● **Passage**
■ ■ ■ ■
Elaborate on the training facility’s use of data and software.

Warren Neilson: We use the building operational energy use data in two ways. One is to educate occupants on the operational performance of the building, how much energy it’s producing, and where that energy is going. There will be interactive dashboards in the lobby so that anyone can have a much better understanding of how energy loads are moving throughout the building.

Secondly, we use data to optimize the performance of the building. During the design of the project, we ran energy simulation models, design models, lighting models, and climate analysis studies to understand how the building might operate into the future. That data was our crystal ball throughout the design phase.

Post construction, we’re moving to a measurement verification phase to determine whether the energy loads are meeting the demand that we anticipated they would. If they’re not, we can make the adjustments to the system at that time—instead of waiting the entire year to realize that we’re using more energy than we actually need.

It’s a way of taking that data and using those controls to understand how the building is operating and tuning it throughout the year so that it operates optimally and as designed.

How does building system address the energy/water nexus?

Dan Cohee: We looked at the building holistically—not just from an energy standpoint. We looked at opportunities throughout the design of the building to reduce other utilities and environmental impacts.

That included looking at the materials that were being used, and how to remove some of the toxic materials that are associated with the built environment, as well as looking at our water demand and reducing our water loads. One additional aspect we considered to combat California’s drought was how much energy it actually takes to get water to our site.

In Los Angeles in particular, water takes a significant amount of energy. Reducing water load on the building actually relates to a reduction in energy load throughout the city and the state. It’s important to understand that relationship.

We looked through the entire building’s water load, and updated the infrastructure so that we could reduce water use throughout the building.

While California is a net-zero building leader in the US, you’ve done work outside of the US—in Australia, for example. What can we learn, or what are we learning, from other countries’ intelligent and net-zero buildings?

 Warren Neilson: You have to look at the resources that each country has.

For a lot of reasons, Germany is seen as a leader in high-performance buildings. But really, they had to go renewable—to grow their tech and engineering businesses, but also because they were importing a tremendous amount of energy to operate the country.

The countries building net-zero-energy and high-performance buildings are the countries that are looking ahead at what energy production and energy programs within their own countries will actually look like, and how energy independent or dependent they want to become.

My experience in Australia is that it’s a very forward-thinking country that is developing some very high-performance buildings, and there is a focus on net-zero energy as well as water given how drought sensitive they are.

That said, it takes a collaborative effort between policy and industry, and an understanding of the strengths and weaknesses of those both. That’s where the US has a very strong foothold in becoming a leader in high-performance and net-zero design.
■ ■ ■ ■
● **Supplied information**
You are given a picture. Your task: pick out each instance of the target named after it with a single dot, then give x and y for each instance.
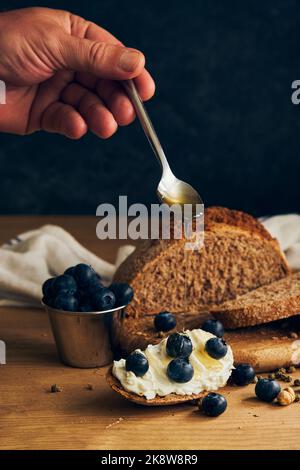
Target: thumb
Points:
(104, 60)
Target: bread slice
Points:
(238, 256)
(171, 399)
(266, 347)
(278, 300)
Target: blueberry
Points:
(179, 345)
(164, 321)
(84, 275)
(243, 374)
(213, 404)
(48, 301)
(64, 284)
(216, 348)
(123, 293)
(137, 363)
(47, 287)
(85, 308)
(94, 284)
(70, 271)
(103, 299)
(213, 326)
(267, 389)
(66, 302)
(180, 370)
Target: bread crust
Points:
(171, 399)
(262, 305)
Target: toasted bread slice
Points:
(266, 347)
(171, 399)
(278, 300)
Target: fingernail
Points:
(129, 60)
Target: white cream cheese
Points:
(209, 373)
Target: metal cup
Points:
(83, 339)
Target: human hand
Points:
(61, 74)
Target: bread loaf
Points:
(239, 255)
(278, 300)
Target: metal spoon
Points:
(170, 190)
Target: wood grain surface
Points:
(82, 418)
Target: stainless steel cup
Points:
(83, 339)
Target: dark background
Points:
(223, 111)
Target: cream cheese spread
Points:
(209, 374)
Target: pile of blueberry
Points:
(80, 289)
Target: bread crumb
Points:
(293, 335)
(114, 422)
(55, 388)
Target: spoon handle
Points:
(146, 123)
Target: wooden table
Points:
(78, 418)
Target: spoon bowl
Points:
(170, 190)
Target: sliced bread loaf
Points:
(278, 300)
(238, 256)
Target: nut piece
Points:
(286, 396)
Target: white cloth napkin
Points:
(32, 257)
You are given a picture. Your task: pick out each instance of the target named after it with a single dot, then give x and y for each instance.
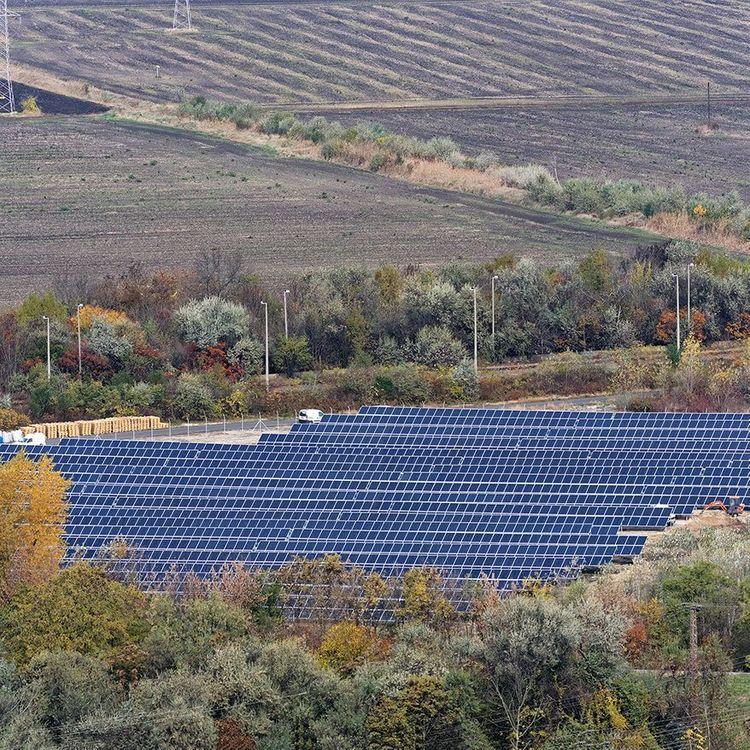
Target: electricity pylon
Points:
(7, 101)
(182, 18)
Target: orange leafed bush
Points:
(91, 312)
(32, 516)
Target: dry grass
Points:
(680, 226)
(440, 174)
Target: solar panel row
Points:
(508, 494)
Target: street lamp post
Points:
(49, 354)
(677, 300)
(476, 335)
(268, 371)
(80, 360)
(286, 319)
(494, 279)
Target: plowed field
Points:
(84, 195)
(304, 51)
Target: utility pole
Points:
(677, 299)
(476, 335)
(693, 666)
(286, 319)
(80, 360)
(268, 371)
(7, 100)
(182, 17)
(49, 354)
(494, 279)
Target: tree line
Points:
(90, 661)
(192, 344)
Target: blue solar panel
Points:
(506, 494)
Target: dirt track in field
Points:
(87, 195)
(359, 51)
(659, 144)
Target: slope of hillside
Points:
(656, 144)
(88, 196)
(296, 52)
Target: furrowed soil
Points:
(660, 145)
(310, 52)
(85, 196)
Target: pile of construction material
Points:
(84, 427)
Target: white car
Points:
(310, 416)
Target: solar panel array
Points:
(506, 494)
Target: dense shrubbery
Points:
(368, 145)
(89, 662)
(321, 654)
(159, 344)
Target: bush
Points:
■ ■ ■ ■
● **Work instructions**
1. According to the interview on the training facility, what will be placed in the lobby to help people understand the building's energy use?
2. Carry on the interview on the training facility from its last sentence.
The material is separate from the interview on the training facility.

● **Answers in order**
1. Interactive dashboards will be placed in the lobby.

2.
We want energy independence within the country, and growth in the renewable energy market has been and will continue to be exponential. Simultaneously there has been a movement to divest in fossil fuel energy production. We also know that the US is a major contributor to climate change. By addressing these issues with thoughtful design and intelligent operations of high performance net-zero energy buildings the built environment can play a major role is solving these critical issues for the country and our planet. We know that we can provide our own energy. We know that with good design and operations of high-performance net-zero energy buildings, we can get to that place. Roughly 40 percent of the energy use and subsequently the carbon emissions in the US are related to the built environment. A reduction of energy in the operations of those buildings, and offsetting the remainder of the energy with renewables, will have a huge impact on reducing overall emissions of the country. 

Brett, before we conclude, elaborate on ETI’s history of adopting cutting-edge technology, and how the training facility aligns with the Institute’s mission. 

Brett Moss: The Net Zero Plus Electrical Training Institute is a school that provides apprenticeship and journey-level training for electricians and electrical contractors in LA County for IBEW Local 11 and LA/NECA.

We have always been early adopters of these electrical technologies. We were one of the first buildings in the state to put our own solar array into service in 2004. In 2012, we installed one of the first privately owned microgrids in the United States. Everything that we’ve learned and created with this project is being turned into a curriculum. That curriculum will educate the journey-level workers, apprentices, and electrical contractors, and prepare them to complete advanced energy retrofit work. 

Lastly, you are hosting a grand opening event the first week of June. Share what you hope the world learns from visiting your state-of-the-art Net Zero Plus facility.

Brett Moss: Our building dedication is June 3 and we are ready to let the world know that this project and the technology are here.  What we will showcase is tomorrow’s emergency operation center.

With an energy footprint even smaller than we’ve got on a day-to-day basis, we could use our stored energy to take ourselves through the night. When the sun came out the next day, we’d be producing enough electricity to run the building as well as to recharge that battery. That’s what we’re showing off.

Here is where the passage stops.